SUPPLIED INFORMATION:
——————
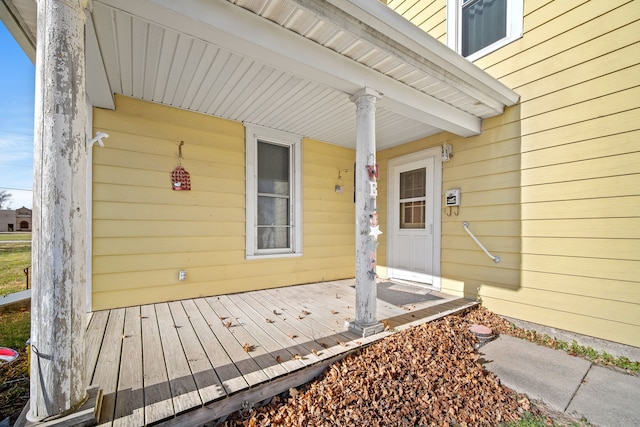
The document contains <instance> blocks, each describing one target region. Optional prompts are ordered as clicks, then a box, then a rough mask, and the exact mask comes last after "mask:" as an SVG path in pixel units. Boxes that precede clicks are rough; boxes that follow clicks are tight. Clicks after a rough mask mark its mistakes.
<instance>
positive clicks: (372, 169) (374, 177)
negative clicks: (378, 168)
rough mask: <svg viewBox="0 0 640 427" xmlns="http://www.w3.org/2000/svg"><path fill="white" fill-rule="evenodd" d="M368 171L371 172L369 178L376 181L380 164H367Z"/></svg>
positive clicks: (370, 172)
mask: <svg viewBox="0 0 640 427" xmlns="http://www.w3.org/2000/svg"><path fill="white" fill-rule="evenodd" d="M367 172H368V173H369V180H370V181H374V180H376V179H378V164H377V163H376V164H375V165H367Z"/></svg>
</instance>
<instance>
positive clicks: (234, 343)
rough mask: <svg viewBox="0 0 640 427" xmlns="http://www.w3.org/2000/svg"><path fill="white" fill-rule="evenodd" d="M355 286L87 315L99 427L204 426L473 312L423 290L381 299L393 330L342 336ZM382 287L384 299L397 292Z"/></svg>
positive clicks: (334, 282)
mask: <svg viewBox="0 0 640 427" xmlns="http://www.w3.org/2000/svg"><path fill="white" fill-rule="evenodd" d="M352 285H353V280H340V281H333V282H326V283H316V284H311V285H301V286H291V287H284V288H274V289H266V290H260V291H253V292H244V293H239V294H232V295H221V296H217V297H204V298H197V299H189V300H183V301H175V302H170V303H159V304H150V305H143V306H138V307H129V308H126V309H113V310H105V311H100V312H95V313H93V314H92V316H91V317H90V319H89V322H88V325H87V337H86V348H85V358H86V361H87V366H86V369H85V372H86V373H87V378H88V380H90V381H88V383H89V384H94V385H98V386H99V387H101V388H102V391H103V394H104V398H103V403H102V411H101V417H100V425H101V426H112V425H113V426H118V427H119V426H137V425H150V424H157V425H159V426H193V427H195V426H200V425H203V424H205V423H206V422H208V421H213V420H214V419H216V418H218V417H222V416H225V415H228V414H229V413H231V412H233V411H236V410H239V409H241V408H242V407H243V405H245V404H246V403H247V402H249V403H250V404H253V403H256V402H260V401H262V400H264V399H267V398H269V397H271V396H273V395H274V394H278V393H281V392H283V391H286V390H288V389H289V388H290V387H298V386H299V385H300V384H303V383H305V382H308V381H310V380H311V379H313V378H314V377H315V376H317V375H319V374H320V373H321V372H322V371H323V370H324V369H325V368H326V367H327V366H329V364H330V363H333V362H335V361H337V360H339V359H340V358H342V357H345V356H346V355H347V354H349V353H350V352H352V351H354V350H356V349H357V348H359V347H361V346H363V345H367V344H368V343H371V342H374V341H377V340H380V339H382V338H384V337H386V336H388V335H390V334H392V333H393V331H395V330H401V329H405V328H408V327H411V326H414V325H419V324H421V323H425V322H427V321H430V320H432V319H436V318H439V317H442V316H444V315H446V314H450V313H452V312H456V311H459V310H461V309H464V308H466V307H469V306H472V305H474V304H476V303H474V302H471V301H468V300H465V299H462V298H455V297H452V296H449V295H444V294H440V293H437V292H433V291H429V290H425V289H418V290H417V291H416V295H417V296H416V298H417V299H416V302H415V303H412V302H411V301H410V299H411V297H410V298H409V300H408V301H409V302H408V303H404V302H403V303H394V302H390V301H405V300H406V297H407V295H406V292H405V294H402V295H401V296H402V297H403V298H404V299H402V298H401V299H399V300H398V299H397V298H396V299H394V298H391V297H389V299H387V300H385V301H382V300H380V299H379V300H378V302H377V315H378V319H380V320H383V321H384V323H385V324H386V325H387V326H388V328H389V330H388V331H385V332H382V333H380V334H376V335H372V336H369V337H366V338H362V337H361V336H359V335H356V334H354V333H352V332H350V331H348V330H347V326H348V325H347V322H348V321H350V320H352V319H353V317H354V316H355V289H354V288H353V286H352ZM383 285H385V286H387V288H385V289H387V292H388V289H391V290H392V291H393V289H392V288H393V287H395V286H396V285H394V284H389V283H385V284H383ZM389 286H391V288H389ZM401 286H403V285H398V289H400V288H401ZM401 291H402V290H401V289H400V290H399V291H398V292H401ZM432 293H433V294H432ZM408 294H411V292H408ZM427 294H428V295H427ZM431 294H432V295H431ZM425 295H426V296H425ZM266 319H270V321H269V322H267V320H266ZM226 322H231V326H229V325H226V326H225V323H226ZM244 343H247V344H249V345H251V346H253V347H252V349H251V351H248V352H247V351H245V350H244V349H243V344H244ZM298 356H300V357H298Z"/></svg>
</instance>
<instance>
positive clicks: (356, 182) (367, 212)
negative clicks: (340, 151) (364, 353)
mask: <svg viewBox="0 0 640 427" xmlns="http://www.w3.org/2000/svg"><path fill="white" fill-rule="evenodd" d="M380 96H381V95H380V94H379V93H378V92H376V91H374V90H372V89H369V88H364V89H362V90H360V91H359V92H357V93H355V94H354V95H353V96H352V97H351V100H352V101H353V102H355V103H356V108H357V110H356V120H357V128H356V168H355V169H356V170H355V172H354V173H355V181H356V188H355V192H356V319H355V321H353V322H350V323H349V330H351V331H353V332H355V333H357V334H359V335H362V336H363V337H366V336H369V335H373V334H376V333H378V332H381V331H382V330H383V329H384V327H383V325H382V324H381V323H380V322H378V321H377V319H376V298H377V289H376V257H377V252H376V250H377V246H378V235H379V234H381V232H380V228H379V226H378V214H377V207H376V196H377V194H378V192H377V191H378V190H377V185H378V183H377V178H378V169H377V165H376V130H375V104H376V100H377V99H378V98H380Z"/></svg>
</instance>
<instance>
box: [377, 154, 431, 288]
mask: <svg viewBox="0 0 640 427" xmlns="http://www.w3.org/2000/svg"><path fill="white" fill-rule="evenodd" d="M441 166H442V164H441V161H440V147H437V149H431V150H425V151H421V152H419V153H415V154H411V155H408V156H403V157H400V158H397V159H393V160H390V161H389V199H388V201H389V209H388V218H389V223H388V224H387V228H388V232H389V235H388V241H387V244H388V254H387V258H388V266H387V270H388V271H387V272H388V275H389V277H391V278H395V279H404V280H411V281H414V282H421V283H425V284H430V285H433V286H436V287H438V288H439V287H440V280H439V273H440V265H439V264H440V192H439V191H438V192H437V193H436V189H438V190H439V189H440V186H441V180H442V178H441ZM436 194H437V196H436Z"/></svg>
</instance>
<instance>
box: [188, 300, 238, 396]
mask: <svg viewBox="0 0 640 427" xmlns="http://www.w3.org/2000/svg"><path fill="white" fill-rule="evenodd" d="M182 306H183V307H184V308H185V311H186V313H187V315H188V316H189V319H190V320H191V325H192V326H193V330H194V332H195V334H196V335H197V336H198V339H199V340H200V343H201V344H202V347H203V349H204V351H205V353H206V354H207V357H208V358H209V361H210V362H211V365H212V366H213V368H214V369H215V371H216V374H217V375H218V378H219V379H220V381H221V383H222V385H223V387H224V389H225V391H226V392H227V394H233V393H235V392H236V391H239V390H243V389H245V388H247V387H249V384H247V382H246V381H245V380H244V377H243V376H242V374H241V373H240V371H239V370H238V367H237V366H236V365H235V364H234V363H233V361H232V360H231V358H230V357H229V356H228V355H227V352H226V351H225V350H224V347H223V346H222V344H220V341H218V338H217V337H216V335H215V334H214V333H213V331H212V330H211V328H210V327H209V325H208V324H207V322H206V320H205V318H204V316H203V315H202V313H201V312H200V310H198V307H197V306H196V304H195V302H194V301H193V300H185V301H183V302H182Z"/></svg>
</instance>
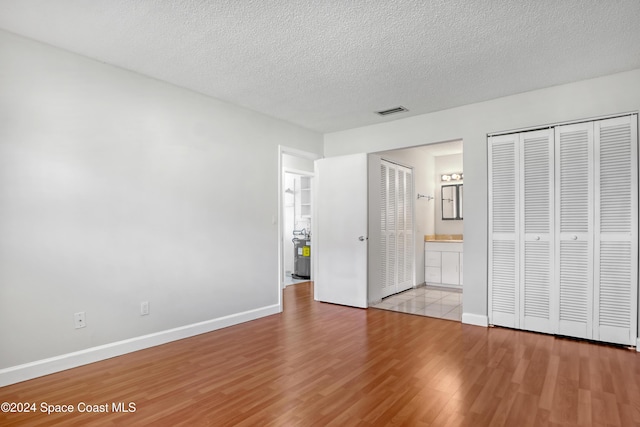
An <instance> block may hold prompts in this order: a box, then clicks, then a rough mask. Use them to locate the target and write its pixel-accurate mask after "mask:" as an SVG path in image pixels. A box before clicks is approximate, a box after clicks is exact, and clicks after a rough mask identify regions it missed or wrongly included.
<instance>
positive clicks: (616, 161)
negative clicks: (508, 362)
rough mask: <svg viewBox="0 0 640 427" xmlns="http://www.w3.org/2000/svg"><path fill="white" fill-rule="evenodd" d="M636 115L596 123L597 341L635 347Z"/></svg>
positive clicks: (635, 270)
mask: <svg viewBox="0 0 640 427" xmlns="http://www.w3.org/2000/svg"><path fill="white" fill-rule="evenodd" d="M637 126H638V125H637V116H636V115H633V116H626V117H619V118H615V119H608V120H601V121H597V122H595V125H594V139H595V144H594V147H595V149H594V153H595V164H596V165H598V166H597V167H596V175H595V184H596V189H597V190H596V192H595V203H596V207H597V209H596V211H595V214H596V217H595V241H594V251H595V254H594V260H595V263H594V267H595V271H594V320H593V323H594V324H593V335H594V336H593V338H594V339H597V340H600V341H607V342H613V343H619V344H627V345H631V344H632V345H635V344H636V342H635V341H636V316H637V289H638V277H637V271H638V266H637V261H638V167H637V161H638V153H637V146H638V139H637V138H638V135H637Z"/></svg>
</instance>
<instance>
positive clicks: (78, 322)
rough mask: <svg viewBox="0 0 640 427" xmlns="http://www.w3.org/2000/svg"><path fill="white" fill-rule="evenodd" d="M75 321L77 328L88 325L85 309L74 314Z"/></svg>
——————
WHAT YOU HAVE TO DO: Write out the records above exactly, from their beginning up to and including the line that contains "positive clicks: (370, 172)", and leave the pictures out.

RESULT OF THE EXERCISE:
The document contains <instance> blocks, each describing one target region. Optional prompts are ordered as clicks, then a box, then a rough mask, and the exact mask comes last after "mask:" as an SVG path in pixel units. Boxes that precede clicks are rough; boxes that follow clicks are tight. Clicks after a rough mask mark its mistakes.
<instance>
positive clicks: (372, 169) (374, 177)
negative clicks: (378, 168)
rough mask: <svg viewBox="0 0 640 427" xmlns="http://www.w3.org/2000/svg"><path fill="white" fill-rule="evenodd" d="M368 171L371 172L369 178L376 181L380 164H367Z"/></svg>
positive clicks: (370, 172)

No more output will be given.